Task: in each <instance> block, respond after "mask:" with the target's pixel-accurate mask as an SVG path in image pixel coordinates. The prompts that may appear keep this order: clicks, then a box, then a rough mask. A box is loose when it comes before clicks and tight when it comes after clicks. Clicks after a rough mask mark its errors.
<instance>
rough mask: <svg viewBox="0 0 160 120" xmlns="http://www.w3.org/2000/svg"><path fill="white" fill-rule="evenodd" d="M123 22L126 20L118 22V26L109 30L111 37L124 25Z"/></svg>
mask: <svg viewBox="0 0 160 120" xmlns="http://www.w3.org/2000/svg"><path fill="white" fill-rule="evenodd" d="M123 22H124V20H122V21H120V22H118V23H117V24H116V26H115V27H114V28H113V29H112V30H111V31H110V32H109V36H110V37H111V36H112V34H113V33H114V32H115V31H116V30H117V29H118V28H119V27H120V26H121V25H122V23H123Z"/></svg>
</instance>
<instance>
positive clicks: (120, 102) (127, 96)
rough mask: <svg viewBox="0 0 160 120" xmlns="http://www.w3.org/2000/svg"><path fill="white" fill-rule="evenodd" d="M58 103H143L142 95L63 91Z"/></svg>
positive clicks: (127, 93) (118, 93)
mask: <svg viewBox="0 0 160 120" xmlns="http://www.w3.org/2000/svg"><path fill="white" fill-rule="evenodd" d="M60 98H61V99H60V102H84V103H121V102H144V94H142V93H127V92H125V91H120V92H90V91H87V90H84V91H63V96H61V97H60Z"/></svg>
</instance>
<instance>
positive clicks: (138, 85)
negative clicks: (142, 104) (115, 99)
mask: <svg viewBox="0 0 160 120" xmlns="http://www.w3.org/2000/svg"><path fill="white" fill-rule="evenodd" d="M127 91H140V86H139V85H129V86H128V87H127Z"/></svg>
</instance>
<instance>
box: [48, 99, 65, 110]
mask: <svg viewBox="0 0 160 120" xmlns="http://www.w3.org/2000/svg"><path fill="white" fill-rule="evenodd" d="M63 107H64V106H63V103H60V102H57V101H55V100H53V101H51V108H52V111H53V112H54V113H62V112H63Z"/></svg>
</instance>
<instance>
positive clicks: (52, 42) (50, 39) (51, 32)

•••••

* **Work task**
Transcribe each line of the material without any alteration.

* **Output of the task**
Task: in each <instance> block, respond after "mask:" with the target's pixel-accurate mask as an SVG path in image pixel coordinates. The prompts that may appear keep this order: clicks, then a box, then a rough mask. A box is loose when it comes before clicks and tight when it comes after clicks. Clicks after a rough mask mark its errors.
<instance>
rough mask: <svg viewBox="0 0 160 120" xmlns="http://www.w3.org/2000/svg"><path fill="white" fill-rule="evenodd" d="M123 22L126 20L118 22V26L109 30L111 37L124 25Z"/></svg>
mask: <svg viewBox="0 0 160 120" xmlns="http://www.w3.org/2000/svg"><path fill="white" fill-rule="evenodd" d="M123 22H124V20H122V21H120V22H118V23H117V24H116V26H115V27H114V28H113V29H112V30H111V31H110V32H109V36H110V37H111V36H112V34H113V33H114V32H115V31H116V30H117V29H118V28H119V27H120V26H121V25H122V23H123Z"/></svg>
</instance>
<instance>
positive clicks: (120, 102) (127, 96)
rough mask: <svg viewBox="0 0 160 120" xmlns="http://www.w3.org/2000/svg"><path fill="white" fill-rule="evenodd" d="M58 103H143L142 95L63 91Z"/></svg>
positive clicks: (127, 93) (118, 93)
mask: <svg viewBox="0 0 160 120" xmlns="http://www.w3.org/2000/svg"><path fill="white" fill-rule="evenodd" d="M60 98H61V99H60V102H84V103H121V102H144V94H142V93H127V92H125V91H120V92H90V91H87V90H84V91H63V96H61V97H60Z"/></svg>
</instance>
<instance>
positive clicks: (138, 85)
negative clicks: (142, 104) (115, 99)
mask: <svg viewBox="0 0 160 120" xmlns="http://www.w3.org/2000/svg"><path fill="white" fill-rule="evenodd" d="M127 91H140V86H139V85H129V86H128V87H127Z"/></svg>
</instance>
<instance>
box: [48, 99, 65, 110]
mask: <svg viewBox="0 0 160 120" xmlns="http://www.w3.org/2000/svg"><path fill="white" fill-rule="evenodd" d="M63 107H64V106H63V103H60V102H57V101H55V100H53V101H51V108H52V111H53V112H54V113H62V112H63Z"/></svg>
</instance>
<instance>
positive clicks: (52, 42) (50, 39) (51, 32)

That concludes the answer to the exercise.